··· RECORDS FOR THIS EXERCISE
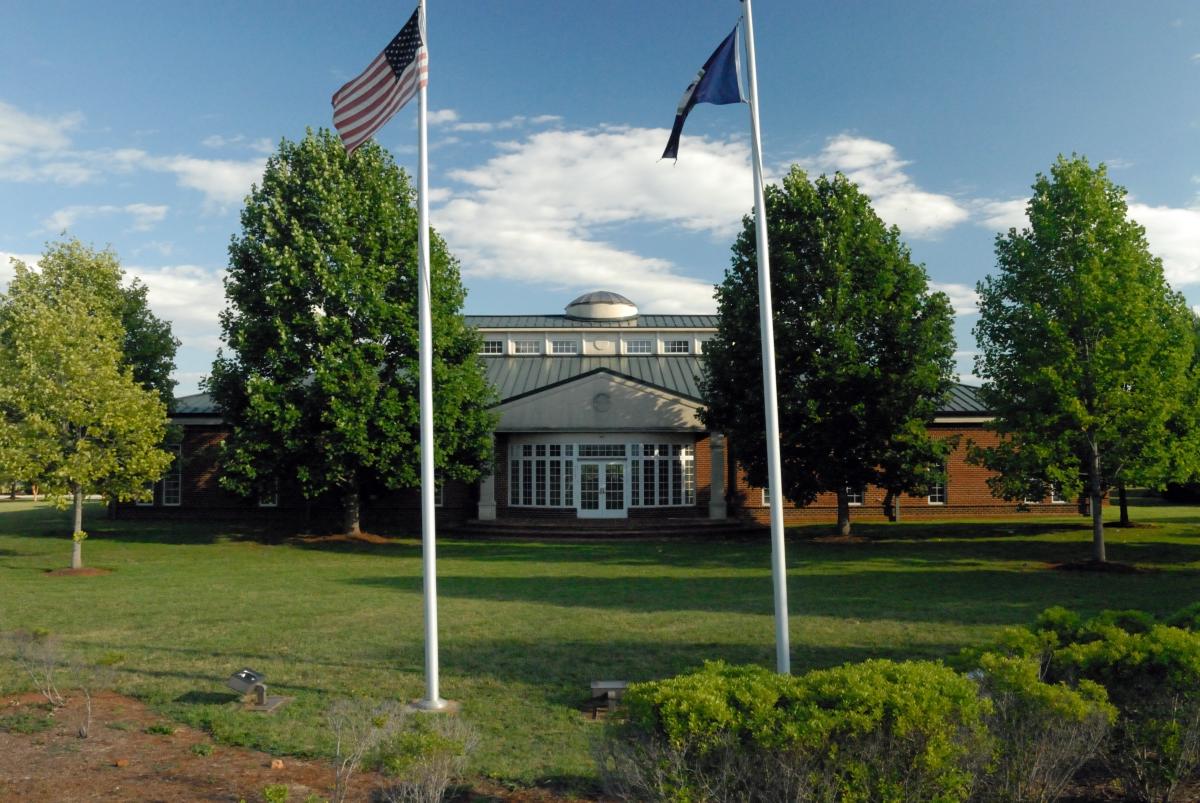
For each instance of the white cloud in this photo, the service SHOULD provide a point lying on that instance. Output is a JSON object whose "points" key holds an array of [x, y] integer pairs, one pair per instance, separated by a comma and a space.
{"points": [[963, 298], [1174, 235], [6, 271], [879, 172], [23, 133], [538, 210], [1002, 215], [144, 216], [187, 295]]}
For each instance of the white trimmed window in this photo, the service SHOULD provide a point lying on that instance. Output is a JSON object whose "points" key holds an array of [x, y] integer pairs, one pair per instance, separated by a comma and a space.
{"points": [[541, 475], [677, 347], [937, 489], [640, 346], [173, 480], [269, 497], [661, 475]]}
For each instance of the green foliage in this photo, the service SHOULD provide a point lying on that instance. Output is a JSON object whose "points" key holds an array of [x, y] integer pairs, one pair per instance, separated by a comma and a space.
{"points": [[321, 375], [276, 793], [864, 351], [1085, 352], [873, 731], [71, 412], [148, 346], [1043, 732]]}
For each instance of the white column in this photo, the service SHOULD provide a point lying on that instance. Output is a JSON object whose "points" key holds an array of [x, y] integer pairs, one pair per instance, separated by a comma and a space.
{"points": [[487, 491], [717, 479]]}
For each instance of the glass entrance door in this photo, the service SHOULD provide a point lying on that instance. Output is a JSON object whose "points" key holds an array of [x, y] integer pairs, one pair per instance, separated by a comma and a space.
{"points": [[601, 489]]}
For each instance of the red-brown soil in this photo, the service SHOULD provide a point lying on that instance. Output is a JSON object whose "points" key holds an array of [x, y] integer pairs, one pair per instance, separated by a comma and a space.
{"points": [[120, 760]]}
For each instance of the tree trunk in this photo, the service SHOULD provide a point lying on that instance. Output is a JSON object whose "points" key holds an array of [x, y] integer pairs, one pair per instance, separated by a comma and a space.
{"points": [[843, 511], [352, 522], [1093, 471], [77, 549]]}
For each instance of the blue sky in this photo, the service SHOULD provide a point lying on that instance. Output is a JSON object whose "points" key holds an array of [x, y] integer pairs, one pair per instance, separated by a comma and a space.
{"points": [[143, 125]]}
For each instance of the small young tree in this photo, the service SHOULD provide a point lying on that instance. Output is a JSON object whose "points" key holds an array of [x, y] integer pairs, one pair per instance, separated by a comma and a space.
{"points": [[70, 408], [1084, 348], [321, 376], [864, 351]]}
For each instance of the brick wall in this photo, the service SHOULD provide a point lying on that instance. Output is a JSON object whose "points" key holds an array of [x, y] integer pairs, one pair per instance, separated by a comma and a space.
{"points": [[966, 492]]}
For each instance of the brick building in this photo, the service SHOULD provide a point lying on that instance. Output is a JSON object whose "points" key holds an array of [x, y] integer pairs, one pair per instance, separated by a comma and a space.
{"points": [[598, 420]]}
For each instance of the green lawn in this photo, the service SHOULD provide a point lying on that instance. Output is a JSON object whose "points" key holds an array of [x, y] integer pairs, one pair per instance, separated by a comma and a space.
{"points": [[527, 625]]}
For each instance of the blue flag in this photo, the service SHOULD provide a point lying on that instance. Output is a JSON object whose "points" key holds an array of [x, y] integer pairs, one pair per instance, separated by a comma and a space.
{"points": [[718, 82]]}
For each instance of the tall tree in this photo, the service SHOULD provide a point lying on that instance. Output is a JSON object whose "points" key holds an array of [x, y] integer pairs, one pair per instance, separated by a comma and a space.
{"points": [[148, 345], [71, 412], [1084, 348], [864, 351], [321, 375]]}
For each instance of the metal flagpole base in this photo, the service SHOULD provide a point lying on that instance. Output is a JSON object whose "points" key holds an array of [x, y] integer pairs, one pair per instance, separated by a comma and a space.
{"points": [[438, 706]]}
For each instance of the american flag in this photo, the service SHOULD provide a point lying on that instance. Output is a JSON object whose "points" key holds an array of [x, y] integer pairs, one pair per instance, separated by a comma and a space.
{"points": [[364, 105]]}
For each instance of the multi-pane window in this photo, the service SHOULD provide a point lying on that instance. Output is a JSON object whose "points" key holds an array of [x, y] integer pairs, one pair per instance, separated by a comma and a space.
{"points": [[663, 474], [173, 480], [541, 475], [269, 497], [677, 347], [937, 489]]}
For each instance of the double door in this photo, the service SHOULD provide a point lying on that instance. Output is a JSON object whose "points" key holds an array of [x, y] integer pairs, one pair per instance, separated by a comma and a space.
{"points": [[601, 489]]}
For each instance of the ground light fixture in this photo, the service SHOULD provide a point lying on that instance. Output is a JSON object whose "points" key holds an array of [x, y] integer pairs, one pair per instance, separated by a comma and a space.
{"points": [[250, 684]]}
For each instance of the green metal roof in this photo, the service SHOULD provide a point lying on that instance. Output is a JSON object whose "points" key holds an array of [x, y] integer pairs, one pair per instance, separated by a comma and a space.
{"points": [[563, 322], [964, 400], [520, 376]]}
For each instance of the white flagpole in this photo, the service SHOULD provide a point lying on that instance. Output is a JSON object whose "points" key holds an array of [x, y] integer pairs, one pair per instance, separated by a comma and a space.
{"points": [[432, 701], [767, 329]]}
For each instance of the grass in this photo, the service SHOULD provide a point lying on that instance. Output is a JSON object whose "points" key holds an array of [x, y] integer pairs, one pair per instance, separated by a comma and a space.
{"points": [[526, 625]]}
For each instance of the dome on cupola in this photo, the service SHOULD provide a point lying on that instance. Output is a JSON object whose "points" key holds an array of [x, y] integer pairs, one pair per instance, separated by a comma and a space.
{"points": [[601, 305]]}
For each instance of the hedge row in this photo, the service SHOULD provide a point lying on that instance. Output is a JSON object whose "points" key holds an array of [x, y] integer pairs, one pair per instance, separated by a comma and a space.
{"points": [[1017, 724]]}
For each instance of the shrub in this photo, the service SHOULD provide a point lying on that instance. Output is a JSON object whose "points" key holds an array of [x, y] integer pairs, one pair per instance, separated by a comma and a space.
{"points": [[426, 757], [873, 731], [1043, 732], [1153, 678]]}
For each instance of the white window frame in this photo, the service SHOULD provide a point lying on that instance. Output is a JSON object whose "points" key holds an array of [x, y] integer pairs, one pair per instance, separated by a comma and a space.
{"points": [[270, 499], [177, 469], [677, 346]]}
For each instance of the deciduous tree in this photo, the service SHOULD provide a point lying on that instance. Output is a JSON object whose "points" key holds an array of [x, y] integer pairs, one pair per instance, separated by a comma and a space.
{"points": [[71, 412], [864, 349], [1084, 348], [319, 378]]}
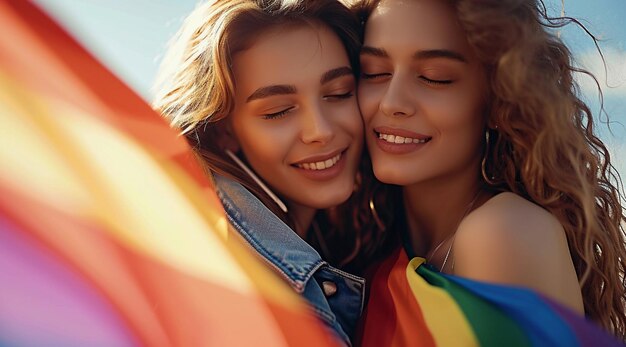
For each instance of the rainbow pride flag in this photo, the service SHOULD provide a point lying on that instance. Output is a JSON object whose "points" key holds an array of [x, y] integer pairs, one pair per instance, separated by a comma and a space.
{"points": [[110, 234], [411, 304]]}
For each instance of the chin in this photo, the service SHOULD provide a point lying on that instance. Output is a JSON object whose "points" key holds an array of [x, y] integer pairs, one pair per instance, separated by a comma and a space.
{"points": [[390, 175], [332, 199]]}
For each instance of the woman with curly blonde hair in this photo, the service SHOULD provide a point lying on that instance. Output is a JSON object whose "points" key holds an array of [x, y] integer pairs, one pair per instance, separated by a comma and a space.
{"points": [[472, 109], [265, 91]]}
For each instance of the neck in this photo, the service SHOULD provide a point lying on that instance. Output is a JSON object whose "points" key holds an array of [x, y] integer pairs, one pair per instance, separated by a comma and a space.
{"points": [[303, 217], [435, 209]]}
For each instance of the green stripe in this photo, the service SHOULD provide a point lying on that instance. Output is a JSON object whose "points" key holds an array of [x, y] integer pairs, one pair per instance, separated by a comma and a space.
{"points": [[491, 326]]}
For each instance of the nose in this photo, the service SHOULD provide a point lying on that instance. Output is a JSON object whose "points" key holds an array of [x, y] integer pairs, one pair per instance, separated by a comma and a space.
{"points": [[397, 100], [317, 126]]}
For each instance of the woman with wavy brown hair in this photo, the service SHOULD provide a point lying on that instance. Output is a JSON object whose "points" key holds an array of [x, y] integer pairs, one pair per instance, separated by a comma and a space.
{"points": [[472, 109], [264, 90]]}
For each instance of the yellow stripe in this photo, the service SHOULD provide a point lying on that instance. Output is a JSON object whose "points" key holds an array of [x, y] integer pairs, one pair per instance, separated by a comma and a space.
{"points": [[64, 158], [444, 318]]}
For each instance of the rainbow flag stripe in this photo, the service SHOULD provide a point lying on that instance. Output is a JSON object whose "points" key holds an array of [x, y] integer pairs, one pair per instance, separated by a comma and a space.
{"points": [[110, 234], [412, 304]]}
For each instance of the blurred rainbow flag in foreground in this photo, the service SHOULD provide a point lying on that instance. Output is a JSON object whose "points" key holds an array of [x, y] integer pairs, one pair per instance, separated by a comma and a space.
{"points": [[411, 304], [110, 235]]}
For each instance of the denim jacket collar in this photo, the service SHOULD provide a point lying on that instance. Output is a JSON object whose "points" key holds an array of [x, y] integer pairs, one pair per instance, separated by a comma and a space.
{"points": [[274, 240]]}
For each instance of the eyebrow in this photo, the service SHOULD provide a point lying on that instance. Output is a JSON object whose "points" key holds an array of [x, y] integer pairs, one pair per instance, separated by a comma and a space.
{"points": [[268, 91], [427, 54], [335, 73], [284, 89], [377, 52], [440, 53]]}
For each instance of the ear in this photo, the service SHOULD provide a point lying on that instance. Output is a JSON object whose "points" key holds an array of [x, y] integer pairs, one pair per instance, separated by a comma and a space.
{"points": [[225, 136]]}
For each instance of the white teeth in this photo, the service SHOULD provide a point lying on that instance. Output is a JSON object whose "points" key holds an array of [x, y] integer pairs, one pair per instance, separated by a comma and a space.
{"points": [[400, 139], [320, 165]]}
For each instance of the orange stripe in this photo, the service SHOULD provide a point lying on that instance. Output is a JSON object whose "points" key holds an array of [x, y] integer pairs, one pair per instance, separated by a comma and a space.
{"points": [[394, 318], [72, 75], [161, 305]]}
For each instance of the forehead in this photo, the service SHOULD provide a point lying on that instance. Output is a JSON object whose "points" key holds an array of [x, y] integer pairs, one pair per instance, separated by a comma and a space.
{"points": [[428, 23], [289, 55]]}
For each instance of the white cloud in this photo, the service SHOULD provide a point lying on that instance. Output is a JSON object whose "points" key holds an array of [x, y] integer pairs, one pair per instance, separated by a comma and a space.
{"points": [[612, 81]]}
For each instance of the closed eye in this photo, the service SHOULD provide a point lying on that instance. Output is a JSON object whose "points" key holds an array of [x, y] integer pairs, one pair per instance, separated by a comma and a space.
{"points": [[279, 114], [433, 81], [343, 96], [367, 76]]}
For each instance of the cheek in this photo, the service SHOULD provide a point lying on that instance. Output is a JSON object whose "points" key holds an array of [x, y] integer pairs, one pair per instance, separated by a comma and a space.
{"points": [[369, 100]]}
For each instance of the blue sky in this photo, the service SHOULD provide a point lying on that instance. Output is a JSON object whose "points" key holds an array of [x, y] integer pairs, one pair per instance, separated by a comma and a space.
{"points": [[130, 36]]}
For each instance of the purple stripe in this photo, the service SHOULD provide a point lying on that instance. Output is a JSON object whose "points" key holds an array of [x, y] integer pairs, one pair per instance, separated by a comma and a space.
{"points": [[44, 303]]}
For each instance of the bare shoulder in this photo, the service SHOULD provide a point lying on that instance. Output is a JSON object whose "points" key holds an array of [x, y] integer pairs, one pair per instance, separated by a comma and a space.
{"points": [[510, 240], [511, 219]]}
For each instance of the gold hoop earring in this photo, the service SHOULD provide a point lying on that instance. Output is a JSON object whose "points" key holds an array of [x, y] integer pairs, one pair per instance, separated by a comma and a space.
{"points": [[377, 219], [489, 179]]}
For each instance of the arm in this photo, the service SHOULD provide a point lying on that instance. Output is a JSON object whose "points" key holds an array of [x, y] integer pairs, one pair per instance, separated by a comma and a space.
{"points": [[512, 241]]}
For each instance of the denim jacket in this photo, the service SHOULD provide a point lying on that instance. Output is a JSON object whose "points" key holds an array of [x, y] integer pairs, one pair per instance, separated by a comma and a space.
{"points": [[336, 297]]}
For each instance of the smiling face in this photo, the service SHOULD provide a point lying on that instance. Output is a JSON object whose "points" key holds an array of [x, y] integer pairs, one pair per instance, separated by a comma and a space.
{"points": [[296, 118], [422, 93]]}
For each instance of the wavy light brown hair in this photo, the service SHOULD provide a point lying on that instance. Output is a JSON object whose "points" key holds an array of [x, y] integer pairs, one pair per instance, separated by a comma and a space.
{"points": [[195, 92], [543, 145]]}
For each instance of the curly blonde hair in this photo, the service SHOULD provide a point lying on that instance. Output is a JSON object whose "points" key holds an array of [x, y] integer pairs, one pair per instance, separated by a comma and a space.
{"points": [[542, 144], [195, 91]]}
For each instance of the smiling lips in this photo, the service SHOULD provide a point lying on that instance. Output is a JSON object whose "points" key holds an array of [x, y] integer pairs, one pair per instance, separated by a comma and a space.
{"points": [[397, 139], [321, 165]]}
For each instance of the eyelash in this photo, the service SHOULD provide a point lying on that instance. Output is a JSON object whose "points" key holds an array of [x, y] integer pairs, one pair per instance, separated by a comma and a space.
{"points": [[373, 76], [344, 96], [423, 78], [277, 115], [431, 81], [280, 114]]}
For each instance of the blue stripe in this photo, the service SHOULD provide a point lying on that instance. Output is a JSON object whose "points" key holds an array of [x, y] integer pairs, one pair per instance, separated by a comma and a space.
{"points": [[543, 326]]}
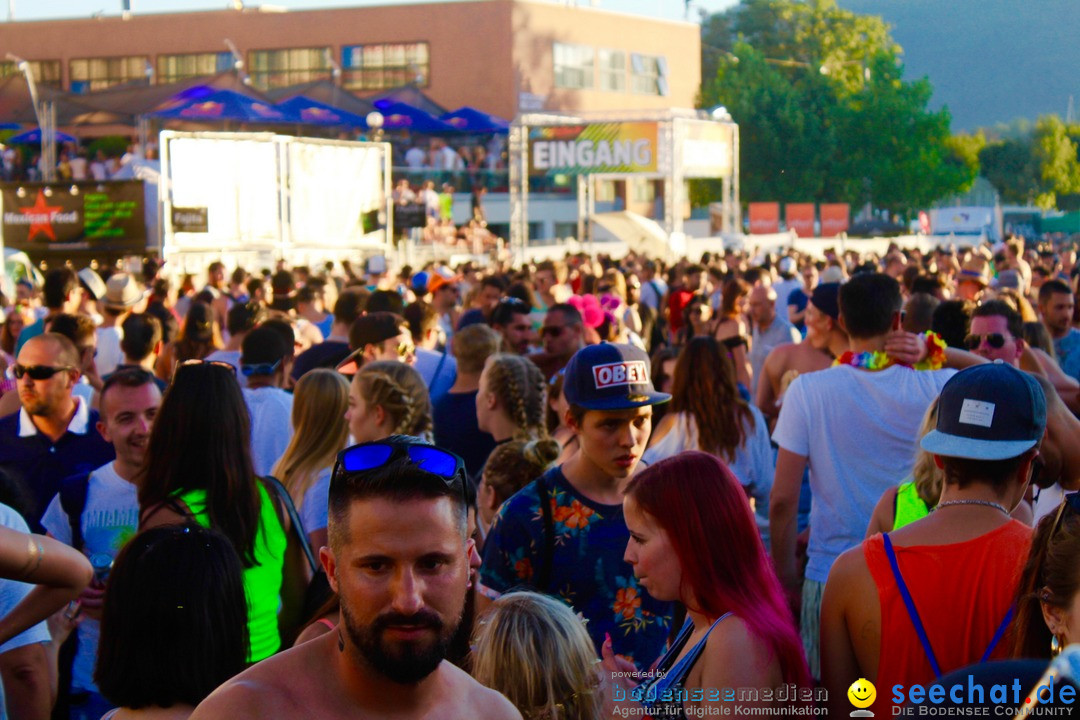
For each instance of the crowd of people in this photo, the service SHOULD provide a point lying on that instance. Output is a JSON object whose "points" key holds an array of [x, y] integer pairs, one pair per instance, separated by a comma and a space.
{"points": [[570, 489]]}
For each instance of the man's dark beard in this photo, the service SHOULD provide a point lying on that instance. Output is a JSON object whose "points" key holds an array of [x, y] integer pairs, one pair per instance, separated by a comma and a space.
{"points": [[406, 663]]}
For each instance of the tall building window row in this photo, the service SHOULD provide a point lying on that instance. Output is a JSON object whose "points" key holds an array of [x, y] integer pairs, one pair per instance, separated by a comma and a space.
{"points": [[174, 68], [45, 72], [574, 66], [581, 67], [280, 68], [648, 75], [91, 73], [382, 66]]}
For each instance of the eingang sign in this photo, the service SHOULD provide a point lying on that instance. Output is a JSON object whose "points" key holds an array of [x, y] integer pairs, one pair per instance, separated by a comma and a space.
{"points": [[593, 148]]}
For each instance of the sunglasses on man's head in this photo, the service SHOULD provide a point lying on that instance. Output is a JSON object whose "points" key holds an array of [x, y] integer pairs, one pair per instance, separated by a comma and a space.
{"points": [[996, 339], [370, 456], [38, 371], [261, 368]]}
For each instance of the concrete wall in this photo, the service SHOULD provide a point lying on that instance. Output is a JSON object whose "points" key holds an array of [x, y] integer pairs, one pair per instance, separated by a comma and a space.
{"points": [[483, 53]]}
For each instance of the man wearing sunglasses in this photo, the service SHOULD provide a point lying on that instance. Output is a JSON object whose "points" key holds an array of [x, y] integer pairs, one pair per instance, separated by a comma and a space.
{"points": [[262, 364], [54, 434], [939, 593], [399, 559], [997, 333]]}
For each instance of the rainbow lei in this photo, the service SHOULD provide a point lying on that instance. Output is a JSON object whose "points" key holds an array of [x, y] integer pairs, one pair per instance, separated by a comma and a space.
{"points": [[878, 361]]}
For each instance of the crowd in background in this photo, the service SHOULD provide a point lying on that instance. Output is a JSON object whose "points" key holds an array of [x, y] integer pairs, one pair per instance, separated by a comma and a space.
{"points": [[709, 467]]}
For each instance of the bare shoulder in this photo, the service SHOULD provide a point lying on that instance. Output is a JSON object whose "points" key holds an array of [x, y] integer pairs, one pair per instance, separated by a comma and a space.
{"points": [[733, 655], [482, 702], [272, 688]]}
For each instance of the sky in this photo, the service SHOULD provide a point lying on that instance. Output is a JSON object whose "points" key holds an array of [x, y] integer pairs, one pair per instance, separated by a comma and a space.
{"points": [[26, 10]]}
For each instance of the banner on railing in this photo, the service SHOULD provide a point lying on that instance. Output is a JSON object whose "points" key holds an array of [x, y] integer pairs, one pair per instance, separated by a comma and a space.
{"points": [[105, 217]]}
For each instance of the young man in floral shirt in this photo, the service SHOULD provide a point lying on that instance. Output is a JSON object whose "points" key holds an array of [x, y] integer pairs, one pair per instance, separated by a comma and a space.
······
=== TASK DETAILS ===
Up to and including the last line of the records above, print exactly every line from the one that contains "For each instance of the banner" onward.

=== YOUR RESPONSE ===
For each instance of the banner on railing in this photo, the service SHOULD provide a point lying on that instance. Output is a JSON object whose "points" key holds an array of [x, y] integer pairs, one pair per instance, separated by a comma and a space.
{"points": [[105, 217]]}
For each instance of the young man in floral shirt in this photo, the service SHOULD provide a point lying on that instance. Output is a JSON object whose "points" key holds an array of [x, y] integer pairs, one pair per instance, separated by a comma and a space.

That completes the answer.